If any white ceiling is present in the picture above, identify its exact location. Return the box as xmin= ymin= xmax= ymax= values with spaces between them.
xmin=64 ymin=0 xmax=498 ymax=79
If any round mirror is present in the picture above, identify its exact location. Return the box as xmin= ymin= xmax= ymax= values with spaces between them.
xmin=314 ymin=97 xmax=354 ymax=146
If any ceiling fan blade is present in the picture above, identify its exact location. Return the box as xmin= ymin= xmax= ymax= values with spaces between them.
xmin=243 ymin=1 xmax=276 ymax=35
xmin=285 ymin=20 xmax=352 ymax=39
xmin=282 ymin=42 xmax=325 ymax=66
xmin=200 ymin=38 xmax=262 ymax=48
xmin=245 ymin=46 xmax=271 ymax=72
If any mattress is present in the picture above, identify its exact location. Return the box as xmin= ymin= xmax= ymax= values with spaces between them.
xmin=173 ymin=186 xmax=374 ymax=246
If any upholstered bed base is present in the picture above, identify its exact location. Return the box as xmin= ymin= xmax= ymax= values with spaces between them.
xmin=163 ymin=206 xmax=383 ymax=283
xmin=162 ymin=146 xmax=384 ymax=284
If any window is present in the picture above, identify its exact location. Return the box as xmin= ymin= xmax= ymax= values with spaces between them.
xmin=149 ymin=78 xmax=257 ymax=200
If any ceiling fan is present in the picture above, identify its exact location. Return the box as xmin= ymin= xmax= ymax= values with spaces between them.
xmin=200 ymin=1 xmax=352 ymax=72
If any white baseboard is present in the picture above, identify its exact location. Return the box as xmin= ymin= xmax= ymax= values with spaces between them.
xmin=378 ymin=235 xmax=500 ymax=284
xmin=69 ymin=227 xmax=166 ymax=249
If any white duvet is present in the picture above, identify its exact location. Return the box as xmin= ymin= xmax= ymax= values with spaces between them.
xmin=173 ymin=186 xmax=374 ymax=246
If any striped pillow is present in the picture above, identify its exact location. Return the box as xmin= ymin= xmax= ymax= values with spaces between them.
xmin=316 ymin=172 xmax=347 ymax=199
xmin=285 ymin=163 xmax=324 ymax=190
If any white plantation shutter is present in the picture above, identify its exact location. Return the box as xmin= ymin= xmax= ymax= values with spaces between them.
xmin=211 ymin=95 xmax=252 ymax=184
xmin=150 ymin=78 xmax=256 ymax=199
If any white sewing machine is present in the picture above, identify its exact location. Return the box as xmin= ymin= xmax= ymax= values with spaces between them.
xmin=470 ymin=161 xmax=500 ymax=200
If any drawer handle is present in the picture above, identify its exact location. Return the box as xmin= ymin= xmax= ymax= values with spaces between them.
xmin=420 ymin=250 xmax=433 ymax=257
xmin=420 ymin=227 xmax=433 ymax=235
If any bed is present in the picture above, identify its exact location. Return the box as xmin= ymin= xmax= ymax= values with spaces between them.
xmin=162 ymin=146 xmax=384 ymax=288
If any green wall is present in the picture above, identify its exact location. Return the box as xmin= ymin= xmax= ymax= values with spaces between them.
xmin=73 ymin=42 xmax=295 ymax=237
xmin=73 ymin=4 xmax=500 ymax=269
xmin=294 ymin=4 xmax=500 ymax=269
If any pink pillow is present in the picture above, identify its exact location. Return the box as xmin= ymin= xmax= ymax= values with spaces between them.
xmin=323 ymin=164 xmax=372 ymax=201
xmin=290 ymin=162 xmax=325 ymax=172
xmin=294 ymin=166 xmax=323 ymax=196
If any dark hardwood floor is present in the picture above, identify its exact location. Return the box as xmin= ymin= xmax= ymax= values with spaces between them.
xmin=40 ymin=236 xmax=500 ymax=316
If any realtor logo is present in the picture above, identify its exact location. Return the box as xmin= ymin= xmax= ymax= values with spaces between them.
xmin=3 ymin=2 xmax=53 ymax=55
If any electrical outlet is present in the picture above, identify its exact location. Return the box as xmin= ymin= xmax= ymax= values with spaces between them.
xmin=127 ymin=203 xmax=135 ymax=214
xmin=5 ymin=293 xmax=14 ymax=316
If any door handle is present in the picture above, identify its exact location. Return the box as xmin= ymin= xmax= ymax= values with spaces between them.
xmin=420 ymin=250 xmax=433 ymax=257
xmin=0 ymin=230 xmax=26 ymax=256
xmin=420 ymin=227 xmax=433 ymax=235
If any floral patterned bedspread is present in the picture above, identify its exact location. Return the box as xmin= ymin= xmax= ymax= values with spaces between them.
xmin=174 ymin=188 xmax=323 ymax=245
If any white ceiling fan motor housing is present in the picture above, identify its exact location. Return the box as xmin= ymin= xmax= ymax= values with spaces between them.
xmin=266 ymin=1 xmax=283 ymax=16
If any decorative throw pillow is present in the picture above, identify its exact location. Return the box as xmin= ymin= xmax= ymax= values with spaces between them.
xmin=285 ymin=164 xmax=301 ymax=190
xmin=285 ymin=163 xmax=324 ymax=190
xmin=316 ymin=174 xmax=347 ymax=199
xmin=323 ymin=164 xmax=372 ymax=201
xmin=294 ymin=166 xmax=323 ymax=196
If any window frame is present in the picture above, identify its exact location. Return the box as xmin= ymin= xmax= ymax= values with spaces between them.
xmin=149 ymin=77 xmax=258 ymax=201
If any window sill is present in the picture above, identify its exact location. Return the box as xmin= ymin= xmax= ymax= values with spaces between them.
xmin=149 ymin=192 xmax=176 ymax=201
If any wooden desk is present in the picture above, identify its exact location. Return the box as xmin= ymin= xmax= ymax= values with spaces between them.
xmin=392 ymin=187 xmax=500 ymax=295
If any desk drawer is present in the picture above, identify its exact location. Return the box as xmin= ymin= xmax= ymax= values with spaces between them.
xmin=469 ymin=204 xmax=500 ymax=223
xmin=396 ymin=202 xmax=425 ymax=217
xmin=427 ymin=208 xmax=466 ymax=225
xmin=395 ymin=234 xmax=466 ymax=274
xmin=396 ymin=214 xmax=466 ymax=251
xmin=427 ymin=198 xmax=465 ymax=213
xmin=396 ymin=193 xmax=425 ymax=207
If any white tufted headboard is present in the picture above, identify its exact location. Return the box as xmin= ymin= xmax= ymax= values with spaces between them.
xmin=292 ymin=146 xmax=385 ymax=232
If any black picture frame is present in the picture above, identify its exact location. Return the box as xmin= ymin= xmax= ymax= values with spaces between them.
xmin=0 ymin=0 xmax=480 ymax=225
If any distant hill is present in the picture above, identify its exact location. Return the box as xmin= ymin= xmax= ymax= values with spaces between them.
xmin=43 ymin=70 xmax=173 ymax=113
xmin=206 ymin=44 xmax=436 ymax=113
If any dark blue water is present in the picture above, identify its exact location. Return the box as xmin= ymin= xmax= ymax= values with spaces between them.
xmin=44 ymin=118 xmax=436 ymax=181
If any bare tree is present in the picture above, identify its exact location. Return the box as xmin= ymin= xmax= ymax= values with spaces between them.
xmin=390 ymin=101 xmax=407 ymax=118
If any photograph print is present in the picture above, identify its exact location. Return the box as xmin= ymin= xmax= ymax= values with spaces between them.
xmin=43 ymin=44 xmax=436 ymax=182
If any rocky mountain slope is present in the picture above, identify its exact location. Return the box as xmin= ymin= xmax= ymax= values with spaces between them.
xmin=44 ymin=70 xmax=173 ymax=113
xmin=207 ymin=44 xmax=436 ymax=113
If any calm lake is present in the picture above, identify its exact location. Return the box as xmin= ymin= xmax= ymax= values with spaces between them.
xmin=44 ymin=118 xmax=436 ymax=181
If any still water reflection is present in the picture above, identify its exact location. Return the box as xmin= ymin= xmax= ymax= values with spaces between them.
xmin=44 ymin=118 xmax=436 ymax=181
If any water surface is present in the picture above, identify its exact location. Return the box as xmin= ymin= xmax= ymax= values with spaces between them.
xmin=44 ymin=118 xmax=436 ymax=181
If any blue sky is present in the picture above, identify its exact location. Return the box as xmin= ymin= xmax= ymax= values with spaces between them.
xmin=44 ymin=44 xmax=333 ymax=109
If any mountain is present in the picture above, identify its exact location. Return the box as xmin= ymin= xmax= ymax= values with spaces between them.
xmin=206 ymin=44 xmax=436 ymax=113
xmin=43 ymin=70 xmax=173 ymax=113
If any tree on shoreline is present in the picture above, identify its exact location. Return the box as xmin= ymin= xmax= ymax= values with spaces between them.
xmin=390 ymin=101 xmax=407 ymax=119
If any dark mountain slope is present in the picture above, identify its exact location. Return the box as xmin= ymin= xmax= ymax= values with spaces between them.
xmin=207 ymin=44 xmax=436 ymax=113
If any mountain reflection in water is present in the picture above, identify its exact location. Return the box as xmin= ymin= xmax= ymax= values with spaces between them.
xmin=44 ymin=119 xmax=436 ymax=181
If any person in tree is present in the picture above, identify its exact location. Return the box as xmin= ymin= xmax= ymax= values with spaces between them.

┄┄┄┄┄┄

**Your goal:** Format the lines from the start through the one containing "xmin=69 ymin=227 xmax=166 ymax=249" as a Markdown table with the columns Row and Line, skipping any blank lines.

**The solution:**
| Row | Line |
|---|---|
| 1 | If any white ceiling is present in the picture above, identify its exact location. Return the box as xmin= ymin= xmax= ymax= values with spaces between them. |
| 2 | xmin=64 ymin=0 xmax=498 ymax=79 |
| 3 | If any round mirror is present in the picture above, identify its exact location. Return the box as xmin= ymin= xmax= ymax= values with spaces between them. |
| 4 | xmin=314 ymin=97 xmax=354 ymax=146 |
| 5 | If any ceiling fan blade is present in the picture above, identify its exact location. Return the box as xmin= ymin= xmax= ymax= values with spaces between them. |
| 6 | xmin=243 ymin=1 xmax=276 ymax=35 |
| 7 | xmin=285 ymin=20 xmax=352 ymax=39 |
| 8 | xmin=282 ymin=42 xmax=325 ymax=66 |
| 9 | xmin=200 ymin=38 xmax=262 ymax=48 |
| 10 | xmin=245 ymin=46 xmax=271 ymax=72 |
| 11 | If any mattress is present in the picture above, identify its exact location. Return the box as xmin= ymin= xmax= ymax= values with spaces between them. |
| 12 | xmin=173 ymin=186 xmax=374 ymax=246 |
| 13 | If any upholstered bed base is present in the picture above, identify its exact location. Return the box as xmin= ymin= xmax= ymax= values with spaces between them. |
| 14 | xmin=163 ymin=206 xmax=383 ymax=283 |
| 15 | xmin=162 ymin=146 xmax=384 ymax=284 |
| 16 | If any window is present in the picture above, identify its exact location. Return the box as xmin= ymin= xmax= ymax= values with spaces between them. |
| 17 | xmin=149 ymin=78 xmax=257 ymax=200 |
| 18 | If any ceiling fan is present in the picture above, identify its exact location. Return the box as xmin= ymin= xmax= ymax= values with spaces between them. |
| 19 | xmin=200 ymin=1 xmax=352 ymax=72 |
| 20 | If any white baseboard is present in the picture above, identify its exact location. Return the box as xmin= ymin= xmax= ymax= values with spaces between them. |
| 21 | xmin=378 ymin=235 xmax=500 ymax=284 |
| 22 | xmin=69 ymin=227 xmax=166 ymax=249 |